#### WHAT IS BEING ASKED:
Each entry below is to be duplicated precisely.

[DATA UNDER STUDY]

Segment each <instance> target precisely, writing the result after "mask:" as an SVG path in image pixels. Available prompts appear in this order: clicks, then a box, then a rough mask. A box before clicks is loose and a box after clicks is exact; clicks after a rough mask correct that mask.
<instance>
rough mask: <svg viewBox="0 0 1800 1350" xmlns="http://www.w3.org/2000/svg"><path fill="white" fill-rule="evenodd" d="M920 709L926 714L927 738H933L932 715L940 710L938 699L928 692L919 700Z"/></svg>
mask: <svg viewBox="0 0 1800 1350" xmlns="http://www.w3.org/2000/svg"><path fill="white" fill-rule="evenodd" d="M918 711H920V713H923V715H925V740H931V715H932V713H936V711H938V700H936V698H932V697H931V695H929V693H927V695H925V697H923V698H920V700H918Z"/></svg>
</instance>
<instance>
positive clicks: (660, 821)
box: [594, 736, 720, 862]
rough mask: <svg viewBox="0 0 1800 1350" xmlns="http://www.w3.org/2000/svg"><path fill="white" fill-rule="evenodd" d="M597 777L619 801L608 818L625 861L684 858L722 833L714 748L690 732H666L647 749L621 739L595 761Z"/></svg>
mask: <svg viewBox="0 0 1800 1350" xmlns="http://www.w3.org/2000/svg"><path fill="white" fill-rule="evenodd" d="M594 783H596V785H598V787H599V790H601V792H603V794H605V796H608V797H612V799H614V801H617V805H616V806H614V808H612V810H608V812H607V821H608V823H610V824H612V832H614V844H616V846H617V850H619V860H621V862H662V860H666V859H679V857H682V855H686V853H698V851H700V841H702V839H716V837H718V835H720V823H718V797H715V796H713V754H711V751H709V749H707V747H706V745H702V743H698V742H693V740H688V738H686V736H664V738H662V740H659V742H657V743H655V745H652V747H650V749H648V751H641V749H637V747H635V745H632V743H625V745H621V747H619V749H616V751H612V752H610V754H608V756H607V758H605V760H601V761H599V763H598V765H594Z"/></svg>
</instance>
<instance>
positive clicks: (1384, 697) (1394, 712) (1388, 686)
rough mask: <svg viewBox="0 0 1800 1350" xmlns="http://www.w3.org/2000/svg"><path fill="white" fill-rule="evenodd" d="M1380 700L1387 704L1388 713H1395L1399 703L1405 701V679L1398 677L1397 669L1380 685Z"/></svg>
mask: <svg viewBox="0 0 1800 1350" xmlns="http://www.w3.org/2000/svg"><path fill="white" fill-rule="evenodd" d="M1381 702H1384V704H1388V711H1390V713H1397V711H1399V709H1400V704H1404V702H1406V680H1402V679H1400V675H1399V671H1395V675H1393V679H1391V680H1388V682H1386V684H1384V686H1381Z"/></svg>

[/DATA UNDER STUDY]

#### RESPONSE TO THIS EXERCISE:
Segment each <instance> target precisely, writing the result after "mask:" as an SVG path in image pixels. Available prompts appear in this order: clicks, then a box, then a rough mask. A box before clicks is loose and a box after clicks is exact; clicks after a rough mask correct that mask.
<instance>
rough mask: <svg viewBox="0 0 1800 1350" xmlns="http://www.w3.org/2000/svg"><path fill="white" fill-rule="evenodd" d="M920 709L926 714L927 738H933L932 715L940 710L938 699L928 692L919 700Z"/></svg>
mask: <svg viewBox="0 0 1800 1350" xmlns="http://www.w3.org/2000/svg"><path fill="white" fill-rule="evenodd" d="M918 711H920V713H923V715H925V740H931V715H932V713H936V711H938V700H936V698H932V697H931V695H929V693H927V695H925V697H923V698H920V700H918Z"/></svg>
</instance>
<instance>
positive clicks: (660, 821)
box: [594, 736, 720, 862]
rough mask: <svg viewBox="0 0 1800 1350" xmlns="http://www.w3.org/2000/svg"><path fill="white" fill-rule="evenodd" d="M597 777L619 801L608 818L625 861L684 858L722 833L714 748L690 732H666L647 749L621 739L595 761Z"/></svg>
mask: <svg viewBox="0 0 1800 1350" xmlns="http://www.w3.org/2000/svg"><path fill="white" fill-rule="evenodd" d="M594 783H596V785H598V787H599V790H601V792H603V794H605V796H608V797H612V799H614V801H617V805H616V806H614V808H612V810H608V812H607V821H608V823H610V824H612V832H614V844H616V846H617V850H619V860H621V862H662V860H666V859H679V857H682V855H686V853H698V851H700V841H702V839H716V837H718V835H720V823H718V797H715V796H713V754H711V751H709V749H707V747H706V745H702V743H698V742H693V740H688V738H686V736H664V738H662V740H659V742H657V743H655V745H652V747H650V749H648V751H641V749H637V747H635V745H632V743H625V745H621V747H619V749H616V751H612V752H610V754H608V756H607V758H605V760H601V761H599V763H598V765H594Z"/></svg>
</instance>
<instance>
positive clicks: (1384, 697) (1394, 712) (1388, 686)
rough mask: <svg viewBox="0 0 1800 1350" xmlns="http://www.w3.org/2000/svg"><path fill="white" fill-rule="evenodd" d="M1380 700L1387 704L1388 713H1395L1399 703L1405 701V679L1398 677L1397 669L1380 685Z"/></svg>
mask: <svg viewBox="0 0 1800 1350" xmlns="http://www.w3.org/2000/svg"><path fill="white" fill-rule="evenodd" d="M1381 702H1384V704H1388V711H1390V713H1397V711H1399V709H1400V704H1404V702H1406V680H1402V679H1400V675H1399V671H1395V675H1393V679H1391V680H1388V682H1386V684H1384V686H1381Z"/></svg>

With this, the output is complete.